Stratemeyer v. State
Decision Date | 01 September 1995 |
Docket Number | No. 123,123 |
Citation | 668 A.2d 948,107 Md.App. 420 |
Parties | John Ian STRATEMEYER v. STATE of Maryland. , |
Court | Court of Special Appeals of Maryland |
Stuart L. Alison, Bel Air, for Appellant.
Gary E. Bair, Assistant Attorney General (J. Joseph Curran, Jr., Attorney General, Baltimore, and Joseph I. Cassily State's Attorney for Harford County, Bel Air, on the brief), for Appellee.
Argued before WILNER, C.J., and MOYLAN and WENNER, JJ.
In Allen v. State, 91 Md.App. 775, 605 A.2d 994, cert. denied, Allen v. State, 328 Md. 92, 612 A.2d 1315 (1992), we held that the forfeiture of a defendant's motor vehicle pursuant to Md.Code art. 27, § 297, on the ground that the vehicle had been used to transport a controlled dangerous substance, did not constitute a punishment for purposes of Federal or State double jeopardy law and therefore did not preclude the State from prosecuting criminal charges against the defendant arising from the possession of that substance.
We are called upon now to reconsider that holding in the light of several intervening decisions of the United States Supreme Court and the Maryland Court of Appeals. Those decisions convince us that the broad ruling announced and applied in Allen is no longer entirely correct. We now conclude that (1) a forfeiture of non-contraband property under § 297--i.e., property other than the unlawful substance or paraphernalia itself--constitutes punishment for purposes of double jeopardy, and (2) whether such a forfeiture either precludes a subsequent criminal action or is precluded by a prior criminal action depends, at least in part, on the respective bases for the forfeiture and the criminal action.
In the summer of 1992, Harford County law enforcement officers began conducting an investigation of appellant for suspected illegal drug activity. As a result of that investigation, the State applied for and, on September 10, 1992, a judge of the Circuit Court for Harford County issued, search and seizure warrants with respect to two residential properties. Those warrants were executed the next day and resulted in (1) the arrest of appellant, and (2) the discovery and seizure of a pound of cocaine, certain other controlled dangerous substances and paraphernalia, and various documents and records.

### What you have to do
Reproduce word for word the passage of the Stratemeyer v. State opinion that opens with the words containing "Argued before WILNER, C.J., and" and closes with "of that substance.".

### Dataset excerpt
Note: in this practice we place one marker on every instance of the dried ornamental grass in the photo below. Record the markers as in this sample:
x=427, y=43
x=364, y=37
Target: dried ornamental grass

### Exercise answer
Argued before WILNER, C.J., and MOYLAN and WENNER, JJ.
In Allen v. State, 91 Md.App. 775, 605 A.2d 994, cert. denied, Allen v. State, 328 Md. 92, 612 A.2d 1315 (1992), we held that the forfeiture of a defendant's motor vehicle pursuant to Md.Code art. 27, § 297, on the ground that the vehicle had been used to transport a controlled dangerous substance, did not constitute a punishment for purposes of Federal or State double jeopardy law and therefore did not preclude the State from prosecuting criminal charges against the defendant arising from the possession of that substance.